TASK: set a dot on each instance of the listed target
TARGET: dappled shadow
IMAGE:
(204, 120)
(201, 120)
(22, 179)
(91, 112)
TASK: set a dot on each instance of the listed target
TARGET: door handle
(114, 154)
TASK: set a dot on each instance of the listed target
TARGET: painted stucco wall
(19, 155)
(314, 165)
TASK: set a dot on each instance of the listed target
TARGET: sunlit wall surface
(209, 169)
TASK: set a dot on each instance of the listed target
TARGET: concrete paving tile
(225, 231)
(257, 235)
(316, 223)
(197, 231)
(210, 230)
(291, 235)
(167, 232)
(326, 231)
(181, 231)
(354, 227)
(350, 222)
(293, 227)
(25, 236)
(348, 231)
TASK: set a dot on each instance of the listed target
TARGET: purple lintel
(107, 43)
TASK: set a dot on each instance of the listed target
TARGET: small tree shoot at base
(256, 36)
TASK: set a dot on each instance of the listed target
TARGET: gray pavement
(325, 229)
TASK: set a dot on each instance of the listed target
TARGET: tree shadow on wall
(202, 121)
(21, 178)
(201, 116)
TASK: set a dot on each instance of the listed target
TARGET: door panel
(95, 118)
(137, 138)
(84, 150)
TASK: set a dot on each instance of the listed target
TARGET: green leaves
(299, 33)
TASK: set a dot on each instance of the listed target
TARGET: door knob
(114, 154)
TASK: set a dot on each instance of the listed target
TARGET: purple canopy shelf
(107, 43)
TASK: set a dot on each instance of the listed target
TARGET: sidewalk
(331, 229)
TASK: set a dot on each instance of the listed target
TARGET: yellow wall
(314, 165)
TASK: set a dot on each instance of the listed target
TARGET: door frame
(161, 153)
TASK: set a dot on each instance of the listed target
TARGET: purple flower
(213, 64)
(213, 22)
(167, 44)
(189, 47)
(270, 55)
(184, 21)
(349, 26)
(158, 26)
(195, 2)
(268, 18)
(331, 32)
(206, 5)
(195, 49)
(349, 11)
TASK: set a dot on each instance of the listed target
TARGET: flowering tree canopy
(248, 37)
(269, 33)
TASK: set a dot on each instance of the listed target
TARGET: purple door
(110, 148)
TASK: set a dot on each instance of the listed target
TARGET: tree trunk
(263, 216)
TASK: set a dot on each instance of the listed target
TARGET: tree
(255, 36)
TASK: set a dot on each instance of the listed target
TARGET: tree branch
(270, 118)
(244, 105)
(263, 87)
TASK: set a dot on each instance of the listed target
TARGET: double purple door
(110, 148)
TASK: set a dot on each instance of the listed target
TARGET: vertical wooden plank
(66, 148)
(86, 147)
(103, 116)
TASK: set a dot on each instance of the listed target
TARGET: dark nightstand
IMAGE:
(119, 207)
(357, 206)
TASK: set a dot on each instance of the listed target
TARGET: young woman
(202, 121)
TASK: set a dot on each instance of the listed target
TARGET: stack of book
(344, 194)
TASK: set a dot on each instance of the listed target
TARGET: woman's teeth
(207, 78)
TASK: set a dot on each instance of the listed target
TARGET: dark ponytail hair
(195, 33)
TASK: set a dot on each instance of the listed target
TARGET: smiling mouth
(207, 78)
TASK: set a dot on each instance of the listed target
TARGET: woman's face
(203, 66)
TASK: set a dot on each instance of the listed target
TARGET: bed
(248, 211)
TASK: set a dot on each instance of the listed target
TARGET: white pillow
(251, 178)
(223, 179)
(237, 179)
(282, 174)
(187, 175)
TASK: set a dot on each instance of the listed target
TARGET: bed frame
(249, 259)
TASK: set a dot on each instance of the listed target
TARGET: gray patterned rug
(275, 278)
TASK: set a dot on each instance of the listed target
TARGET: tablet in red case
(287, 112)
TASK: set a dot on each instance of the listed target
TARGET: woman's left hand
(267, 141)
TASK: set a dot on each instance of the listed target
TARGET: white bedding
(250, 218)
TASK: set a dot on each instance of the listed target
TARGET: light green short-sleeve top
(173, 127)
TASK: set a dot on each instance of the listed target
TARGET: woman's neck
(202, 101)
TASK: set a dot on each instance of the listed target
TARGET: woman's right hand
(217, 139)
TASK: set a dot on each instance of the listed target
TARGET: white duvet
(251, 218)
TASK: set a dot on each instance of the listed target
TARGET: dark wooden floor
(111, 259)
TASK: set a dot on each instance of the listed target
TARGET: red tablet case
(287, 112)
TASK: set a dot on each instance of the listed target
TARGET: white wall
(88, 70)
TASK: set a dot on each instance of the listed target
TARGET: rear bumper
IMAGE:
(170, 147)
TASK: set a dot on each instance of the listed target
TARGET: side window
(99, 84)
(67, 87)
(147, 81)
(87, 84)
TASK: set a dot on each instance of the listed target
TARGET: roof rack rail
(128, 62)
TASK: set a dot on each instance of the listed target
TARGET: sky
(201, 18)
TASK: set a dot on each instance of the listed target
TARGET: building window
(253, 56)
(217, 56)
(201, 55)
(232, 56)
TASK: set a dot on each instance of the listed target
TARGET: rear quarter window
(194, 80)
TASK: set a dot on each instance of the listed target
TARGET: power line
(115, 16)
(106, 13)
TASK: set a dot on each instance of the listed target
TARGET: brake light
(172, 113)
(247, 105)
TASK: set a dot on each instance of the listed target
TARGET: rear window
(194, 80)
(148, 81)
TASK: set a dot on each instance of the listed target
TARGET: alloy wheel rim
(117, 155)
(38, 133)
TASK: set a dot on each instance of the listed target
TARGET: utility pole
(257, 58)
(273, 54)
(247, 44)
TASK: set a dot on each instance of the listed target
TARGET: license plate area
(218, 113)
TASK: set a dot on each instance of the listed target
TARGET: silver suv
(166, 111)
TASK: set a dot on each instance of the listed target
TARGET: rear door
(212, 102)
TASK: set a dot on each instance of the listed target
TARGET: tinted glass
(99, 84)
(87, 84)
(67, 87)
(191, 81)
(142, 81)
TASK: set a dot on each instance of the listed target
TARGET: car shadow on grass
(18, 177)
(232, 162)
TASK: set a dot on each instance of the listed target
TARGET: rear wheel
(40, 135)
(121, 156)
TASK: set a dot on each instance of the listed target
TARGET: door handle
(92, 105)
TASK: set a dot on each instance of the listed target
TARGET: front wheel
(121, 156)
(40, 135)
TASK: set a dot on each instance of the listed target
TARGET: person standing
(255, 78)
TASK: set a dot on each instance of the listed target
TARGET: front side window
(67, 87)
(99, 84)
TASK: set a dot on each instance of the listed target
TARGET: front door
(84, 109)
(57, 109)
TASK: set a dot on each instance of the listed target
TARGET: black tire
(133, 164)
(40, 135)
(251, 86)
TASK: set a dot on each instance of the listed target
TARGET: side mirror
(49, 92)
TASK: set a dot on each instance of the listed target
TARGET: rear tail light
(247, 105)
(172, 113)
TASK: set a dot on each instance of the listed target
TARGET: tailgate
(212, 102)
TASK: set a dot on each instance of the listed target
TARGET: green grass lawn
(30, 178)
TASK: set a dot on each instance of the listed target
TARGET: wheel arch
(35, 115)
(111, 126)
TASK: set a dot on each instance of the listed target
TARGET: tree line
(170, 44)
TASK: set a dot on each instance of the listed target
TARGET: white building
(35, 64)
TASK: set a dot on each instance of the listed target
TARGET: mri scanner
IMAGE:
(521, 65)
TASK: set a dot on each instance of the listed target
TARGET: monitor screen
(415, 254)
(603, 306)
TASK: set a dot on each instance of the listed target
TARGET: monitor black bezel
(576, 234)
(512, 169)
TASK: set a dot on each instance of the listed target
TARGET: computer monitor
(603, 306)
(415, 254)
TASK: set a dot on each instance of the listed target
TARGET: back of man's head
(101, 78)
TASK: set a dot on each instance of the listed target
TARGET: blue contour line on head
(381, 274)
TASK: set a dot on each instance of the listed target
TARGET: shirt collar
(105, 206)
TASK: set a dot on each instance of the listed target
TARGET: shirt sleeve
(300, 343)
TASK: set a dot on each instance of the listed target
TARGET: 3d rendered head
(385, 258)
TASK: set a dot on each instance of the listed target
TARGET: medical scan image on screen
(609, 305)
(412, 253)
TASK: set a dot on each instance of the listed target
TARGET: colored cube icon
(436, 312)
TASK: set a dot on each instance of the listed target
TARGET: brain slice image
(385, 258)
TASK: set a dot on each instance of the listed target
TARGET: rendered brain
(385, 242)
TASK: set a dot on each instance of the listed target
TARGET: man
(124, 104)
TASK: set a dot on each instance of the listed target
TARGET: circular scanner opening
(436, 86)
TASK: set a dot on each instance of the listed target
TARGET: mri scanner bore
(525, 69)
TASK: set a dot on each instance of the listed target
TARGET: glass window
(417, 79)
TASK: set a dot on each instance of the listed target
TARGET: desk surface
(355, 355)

****

* ABOUT THIS TASK
In the entries above, take the line containing "TARGET: tailgate" and each later line through the last, and repeat them exactly. Output nothing else.

* ANSWER SPACE
TARGET: tailgate
(212, 102)
TASK: set a dot on each instance of the listed target
TARGET: green grass lawn
(30, 178)
TASK: set a dot on each instance of the listed target
TARGET: wheel arch
(35, 115)
(111, 126)
TASK: set a dot on each instance of the listed target
TARGET: tree line
(170, 44)
TASK: set a dot on each instance of the listed target
TARGET: white building
(35, 64)
TASK: set a dot on each instance of the listed target
TARGET: mri scanner
IMAGE:
(521, 65)
TASK: set a dot on each instance of the listed target
TARGET: monitor screen
(415, 254)
(603, 306)
TASK: set a dot on each instance of the listed target
TARGET: monitor black bezel
(576, 234)
(512, 169)
TASK: set a dot on each instance of the listed target
TARGET: computer monitor
(603, 306)
(415, 254)
TASK: set a dot on each instance of the listed target
TARGET: back of man's head
(101, 78)
TASK: set a dot on each instance of the listed target
TARGET: blue contour line on head
(381, 274)
TASK: set a dot on each instance of the listed target
TARGET: shirt collar
(105, 206)
TASK: set a dot on each instance of the listed target
TARGET: shirt sleeve
(300, 343)
TASK: set a dot on each instance of the listed target
TARGET: 3d rendered head
(385, 258)
TASK: set a dot on each instance of the listed target
TARGET: medical scan image on screen
(609, 305)
(412, 253)
TASK: set a dot on each instance of the listed target
TARGET: colored cube icon
(436, 312)
TASK: set a dot on each instance of the listed target
TARGET: brain slice image
(385, 258)
TASK: set a dot on each instance of the listed target
TARGET: rendered brain
(385, 242)
TASK: set a dot on each instance of the listed target
TARGET: man
(124, 104)
TASK: set a dot on each instance of the listed target
TARGET: circular scanner opening
(436, 86)
TASK: set a dot on each instance of the listed target
TARGET: mri scanner bore
(525, 69)
TASK: set a dot on each instance of the listed target
TARGET: glass window
(417, 79)
TASK: set a dot on each instance of the listed target
TARGET: desk surface
(355, 355)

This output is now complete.